MATERIALS PROVIDED:
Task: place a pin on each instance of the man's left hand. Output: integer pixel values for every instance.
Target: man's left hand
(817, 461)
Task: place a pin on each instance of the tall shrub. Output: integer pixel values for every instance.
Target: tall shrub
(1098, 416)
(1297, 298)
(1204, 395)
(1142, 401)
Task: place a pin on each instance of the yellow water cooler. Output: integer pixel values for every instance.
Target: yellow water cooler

* * *

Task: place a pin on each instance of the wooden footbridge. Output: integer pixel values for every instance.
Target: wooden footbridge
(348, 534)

GIVEN PROBLEM:
Which lines of the records contain the word "cooler"? Filter them out and copy each one, treating case as significant.

FINISHED TASK:
Task: place a pin on each instance of the yellow water cooler. Output: integer pixel values for every instance.
Target: yellow water cooler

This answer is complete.